Reproduce the records below word for word, from the start of the records through the line containing "[[372, 314]]".

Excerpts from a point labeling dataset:
--- begin ---

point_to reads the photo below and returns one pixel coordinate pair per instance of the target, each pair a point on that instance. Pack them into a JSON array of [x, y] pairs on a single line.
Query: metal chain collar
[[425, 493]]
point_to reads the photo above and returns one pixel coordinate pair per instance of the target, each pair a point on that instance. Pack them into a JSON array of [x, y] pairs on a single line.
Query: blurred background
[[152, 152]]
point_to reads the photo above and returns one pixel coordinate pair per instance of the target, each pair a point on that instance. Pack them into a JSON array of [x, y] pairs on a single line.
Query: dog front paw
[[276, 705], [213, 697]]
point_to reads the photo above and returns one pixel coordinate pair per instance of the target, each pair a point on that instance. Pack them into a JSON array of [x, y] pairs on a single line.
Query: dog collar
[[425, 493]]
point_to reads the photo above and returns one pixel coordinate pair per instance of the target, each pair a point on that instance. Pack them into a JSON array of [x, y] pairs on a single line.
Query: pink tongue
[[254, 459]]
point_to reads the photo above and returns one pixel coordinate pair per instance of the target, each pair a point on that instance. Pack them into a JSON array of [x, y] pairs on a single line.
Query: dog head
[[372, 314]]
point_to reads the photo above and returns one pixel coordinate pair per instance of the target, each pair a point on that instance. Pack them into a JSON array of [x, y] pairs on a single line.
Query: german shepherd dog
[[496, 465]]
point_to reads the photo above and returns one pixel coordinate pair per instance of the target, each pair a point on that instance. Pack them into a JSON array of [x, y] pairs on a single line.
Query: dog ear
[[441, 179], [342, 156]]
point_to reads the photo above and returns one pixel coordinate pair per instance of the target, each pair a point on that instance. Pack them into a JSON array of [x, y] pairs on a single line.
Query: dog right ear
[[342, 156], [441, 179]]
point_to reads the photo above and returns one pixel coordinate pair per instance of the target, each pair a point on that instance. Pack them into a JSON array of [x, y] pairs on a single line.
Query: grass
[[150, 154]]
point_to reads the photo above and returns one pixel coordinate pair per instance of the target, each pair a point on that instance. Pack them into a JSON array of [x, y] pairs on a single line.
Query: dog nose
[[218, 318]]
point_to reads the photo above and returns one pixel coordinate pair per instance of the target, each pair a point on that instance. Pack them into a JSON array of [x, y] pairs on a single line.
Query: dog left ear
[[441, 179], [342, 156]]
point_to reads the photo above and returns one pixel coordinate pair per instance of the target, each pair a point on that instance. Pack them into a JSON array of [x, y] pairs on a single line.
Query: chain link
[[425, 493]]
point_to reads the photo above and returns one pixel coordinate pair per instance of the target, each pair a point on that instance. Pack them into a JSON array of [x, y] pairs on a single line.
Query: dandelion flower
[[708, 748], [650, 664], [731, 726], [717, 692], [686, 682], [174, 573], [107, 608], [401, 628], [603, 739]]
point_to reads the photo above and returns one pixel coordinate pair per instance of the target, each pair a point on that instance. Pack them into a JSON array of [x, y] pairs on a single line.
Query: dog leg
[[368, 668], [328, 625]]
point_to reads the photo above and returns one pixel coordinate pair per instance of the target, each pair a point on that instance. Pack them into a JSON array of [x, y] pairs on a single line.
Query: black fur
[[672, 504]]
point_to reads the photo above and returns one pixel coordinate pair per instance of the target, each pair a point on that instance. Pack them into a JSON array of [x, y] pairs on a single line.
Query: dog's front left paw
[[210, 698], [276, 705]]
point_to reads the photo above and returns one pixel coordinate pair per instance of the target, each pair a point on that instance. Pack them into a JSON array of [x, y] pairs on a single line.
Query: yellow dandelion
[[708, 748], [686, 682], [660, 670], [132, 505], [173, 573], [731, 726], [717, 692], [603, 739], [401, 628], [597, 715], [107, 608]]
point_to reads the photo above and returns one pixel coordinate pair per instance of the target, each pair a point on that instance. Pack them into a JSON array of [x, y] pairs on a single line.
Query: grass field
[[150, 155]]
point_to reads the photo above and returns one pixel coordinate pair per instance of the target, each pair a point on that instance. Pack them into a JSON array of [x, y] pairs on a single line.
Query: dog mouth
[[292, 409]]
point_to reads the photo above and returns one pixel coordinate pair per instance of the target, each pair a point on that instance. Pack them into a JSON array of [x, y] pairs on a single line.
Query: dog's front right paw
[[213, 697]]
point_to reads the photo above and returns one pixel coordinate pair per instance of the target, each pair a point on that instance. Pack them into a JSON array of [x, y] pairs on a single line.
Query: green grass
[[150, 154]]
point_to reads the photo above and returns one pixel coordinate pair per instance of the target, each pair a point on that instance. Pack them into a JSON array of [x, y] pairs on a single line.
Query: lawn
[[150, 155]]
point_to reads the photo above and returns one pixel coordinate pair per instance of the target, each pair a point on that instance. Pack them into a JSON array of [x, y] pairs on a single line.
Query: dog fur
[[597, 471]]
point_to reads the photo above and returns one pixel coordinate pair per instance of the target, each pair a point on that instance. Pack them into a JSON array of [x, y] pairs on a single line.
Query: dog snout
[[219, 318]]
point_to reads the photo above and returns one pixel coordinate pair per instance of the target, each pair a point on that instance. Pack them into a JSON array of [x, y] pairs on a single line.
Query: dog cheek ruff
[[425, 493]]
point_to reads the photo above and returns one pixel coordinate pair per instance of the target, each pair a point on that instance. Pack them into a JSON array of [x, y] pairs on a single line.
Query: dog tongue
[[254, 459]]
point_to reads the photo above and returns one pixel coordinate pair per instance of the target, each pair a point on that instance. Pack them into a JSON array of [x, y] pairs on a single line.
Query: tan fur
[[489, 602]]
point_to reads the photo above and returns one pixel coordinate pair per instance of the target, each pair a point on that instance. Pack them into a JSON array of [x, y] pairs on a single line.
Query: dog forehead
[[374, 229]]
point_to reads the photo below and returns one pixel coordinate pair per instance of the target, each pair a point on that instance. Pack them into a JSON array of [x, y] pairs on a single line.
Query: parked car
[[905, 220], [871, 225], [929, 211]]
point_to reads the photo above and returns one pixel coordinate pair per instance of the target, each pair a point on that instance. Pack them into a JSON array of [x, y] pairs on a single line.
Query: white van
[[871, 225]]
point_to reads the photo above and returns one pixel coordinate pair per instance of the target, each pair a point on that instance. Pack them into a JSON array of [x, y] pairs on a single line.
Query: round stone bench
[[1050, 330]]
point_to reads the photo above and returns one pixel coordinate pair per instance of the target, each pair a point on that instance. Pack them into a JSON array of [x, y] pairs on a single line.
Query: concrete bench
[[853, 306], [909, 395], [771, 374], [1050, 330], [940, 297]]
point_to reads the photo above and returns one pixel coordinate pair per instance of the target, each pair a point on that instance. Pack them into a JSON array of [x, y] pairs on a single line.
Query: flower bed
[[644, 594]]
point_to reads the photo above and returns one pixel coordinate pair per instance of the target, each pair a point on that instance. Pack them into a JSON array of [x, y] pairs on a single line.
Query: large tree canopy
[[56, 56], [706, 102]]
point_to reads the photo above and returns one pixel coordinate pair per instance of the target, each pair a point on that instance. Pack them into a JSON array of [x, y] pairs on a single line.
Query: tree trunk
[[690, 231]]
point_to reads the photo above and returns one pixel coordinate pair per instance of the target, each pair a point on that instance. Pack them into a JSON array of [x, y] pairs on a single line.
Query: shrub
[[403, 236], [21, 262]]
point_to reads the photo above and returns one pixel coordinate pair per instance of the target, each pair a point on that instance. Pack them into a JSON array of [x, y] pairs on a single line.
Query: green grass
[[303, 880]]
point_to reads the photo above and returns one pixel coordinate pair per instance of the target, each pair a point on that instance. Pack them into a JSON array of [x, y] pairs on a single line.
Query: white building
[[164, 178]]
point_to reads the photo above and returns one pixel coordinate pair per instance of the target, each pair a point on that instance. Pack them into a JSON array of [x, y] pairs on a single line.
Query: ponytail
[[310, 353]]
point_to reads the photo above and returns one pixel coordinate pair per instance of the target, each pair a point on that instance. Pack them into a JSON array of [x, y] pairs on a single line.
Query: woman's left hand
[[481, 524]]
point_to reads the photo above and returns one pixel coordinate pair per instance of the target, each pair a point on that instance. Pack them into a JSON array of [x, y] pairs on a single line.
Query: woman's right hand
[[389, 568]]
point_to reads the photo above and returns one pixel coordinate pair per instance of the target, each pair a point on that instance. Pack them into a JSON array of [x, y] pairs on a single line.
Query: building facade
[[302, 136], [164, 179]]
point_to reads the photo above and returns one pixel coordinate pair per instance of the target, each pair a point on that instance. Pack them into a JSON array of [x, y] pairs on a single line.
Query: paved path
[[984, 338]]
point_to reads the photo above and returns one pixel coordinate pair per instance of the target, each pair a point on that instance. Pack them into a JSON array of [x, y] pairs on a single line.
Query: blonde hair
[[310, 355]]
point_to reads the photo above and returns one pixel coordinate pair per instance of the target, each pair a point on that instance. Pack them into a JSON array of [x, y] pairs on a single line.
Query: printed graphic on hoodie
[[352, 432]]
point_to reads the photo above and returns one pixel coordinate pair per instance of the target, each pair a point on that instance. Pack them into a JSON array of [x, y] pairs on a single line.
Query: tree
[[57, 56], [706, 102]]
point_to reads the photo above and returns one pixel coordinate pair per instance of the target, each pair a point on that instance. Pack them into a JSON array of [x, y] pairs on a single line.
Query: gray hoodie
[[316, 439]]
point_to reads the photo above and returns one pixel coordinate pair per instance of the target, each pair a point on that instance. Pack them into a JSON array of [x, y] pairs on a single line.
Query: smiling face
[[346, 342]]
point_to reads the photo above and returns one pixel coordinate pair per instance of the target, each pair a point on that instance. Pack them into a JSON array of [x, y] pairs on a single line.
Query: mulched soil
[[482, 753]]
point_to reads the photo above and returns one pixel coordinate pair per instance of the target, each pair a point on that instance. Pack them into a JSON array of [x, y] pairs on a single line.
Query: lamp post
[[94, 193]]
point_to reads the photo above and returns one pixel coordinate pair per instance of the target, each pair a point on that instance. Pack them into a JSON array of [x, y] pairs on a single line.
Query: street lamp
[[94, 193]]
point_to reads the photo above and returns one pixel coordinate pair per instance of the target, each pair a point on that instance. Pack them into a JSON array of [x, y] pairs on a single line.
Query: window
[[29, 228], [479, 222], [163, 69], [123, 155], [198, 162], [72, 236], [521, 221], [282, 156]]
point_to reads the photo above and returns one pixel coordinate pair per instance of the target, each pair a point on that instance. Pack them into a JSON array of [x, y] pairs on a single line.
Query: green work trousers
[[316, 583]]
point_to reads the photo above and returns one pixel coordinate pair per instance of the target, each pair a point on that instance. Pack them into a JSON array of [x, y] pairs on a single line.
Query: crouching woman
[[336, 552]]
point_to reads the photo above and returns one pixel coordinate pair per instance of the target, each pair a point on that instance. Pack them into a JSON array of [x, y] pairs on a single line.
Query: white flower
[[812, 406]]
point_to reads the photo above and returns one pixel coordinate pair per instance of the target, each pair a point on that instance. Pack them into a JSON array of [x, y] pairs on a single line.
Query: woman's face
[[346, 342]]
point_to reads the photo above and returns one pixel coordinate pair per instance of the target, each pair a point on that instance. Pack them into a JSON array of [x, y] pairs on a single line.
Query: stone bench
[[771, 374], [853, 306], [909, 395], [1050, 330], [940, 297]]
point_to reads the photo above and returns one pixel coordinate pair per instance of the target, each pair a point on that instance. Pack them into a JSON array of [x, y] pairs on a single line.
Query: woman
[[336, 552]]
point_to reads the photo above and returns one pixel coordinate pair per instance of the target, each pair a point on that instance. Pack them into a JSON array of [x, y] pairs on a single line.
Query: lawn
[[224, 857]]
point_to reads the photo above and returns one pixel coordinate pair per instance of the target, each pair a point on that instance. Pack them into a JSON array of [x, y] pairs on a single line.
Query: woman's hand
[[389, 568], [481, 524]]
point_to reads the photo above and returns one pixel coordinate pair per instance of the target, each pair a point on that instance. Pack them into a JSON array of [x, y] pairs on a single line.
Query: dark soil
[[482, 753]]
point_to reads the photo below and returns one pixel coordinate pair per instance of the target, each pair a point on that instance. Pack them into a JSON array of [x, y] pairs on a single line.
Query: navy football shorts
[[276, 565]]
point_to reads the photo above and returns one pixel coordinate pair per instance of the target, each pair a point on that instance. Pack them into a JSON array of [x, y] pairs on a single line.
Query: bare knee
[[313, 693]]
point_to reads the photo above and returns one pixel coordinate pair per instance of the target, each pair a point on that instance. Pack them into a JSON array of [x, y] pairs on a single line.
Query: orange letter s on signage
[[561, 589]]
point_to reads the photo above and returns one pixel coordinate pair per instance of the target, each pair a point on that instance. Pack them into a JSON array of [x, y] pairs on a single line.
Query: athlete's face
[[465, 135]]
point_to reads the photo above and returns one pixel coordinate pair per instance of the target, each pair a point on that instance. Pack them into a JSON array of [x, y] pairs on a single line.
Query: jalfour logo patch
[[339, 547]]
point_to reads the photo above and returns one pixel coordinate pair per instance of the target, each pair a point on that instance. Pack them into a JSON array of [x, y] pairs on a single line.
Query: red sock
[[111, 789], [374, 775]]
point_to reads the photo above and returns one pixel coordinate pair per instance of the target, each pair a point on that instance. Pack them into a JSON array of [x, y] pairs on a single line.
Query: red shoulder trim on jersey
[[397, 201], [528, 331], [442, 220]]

--- end ---

Reply to the exercise:
point_to reads the photo below and returns one pixel coordinate pair per instance of the target, each pair a point on that instance. Pack them into a JSON array of [x, y] pairs on a single line.
Query: metal chain collar
[[425, 493]]
point_to reads the photo above and returns one pixel coordinate pair per instance of the target, each pair a point on that instance. Pack them into a JSON array of [x, y] pairs on a single line.
Query: blurred background
[[152, 152]]
point_to reads the photo above and returns one pixel coordinate pair per instance of the target, each pair a point on that instance. Pack them into a JSON array of [x, y] pairs on a single line.
Query: dog front paw
[[276, 705], [213, 697]]
point_to reads the photo above and returns one pixel coordinate pair per instance of the target, each pair a point on that instance. Pack them into a JSON array of [x, y] pairs on a single line.
Query: dog collar
[[425, 493]]
point_to reads the photo above and returns one pixel coordinate pair per instance of the target, each pair a point on that instance. Pack them into a JSON array of [x, y] pairs on a single line.
Query: pink tongue
[[254, 459]]
point_to reads the photo above and returns one pixel coordinate pair per instance of the target, each pair a point on that instance. Pack them into a JSON array of [x, y] pairs on a single line.
Query: dog head
[[372, 314]]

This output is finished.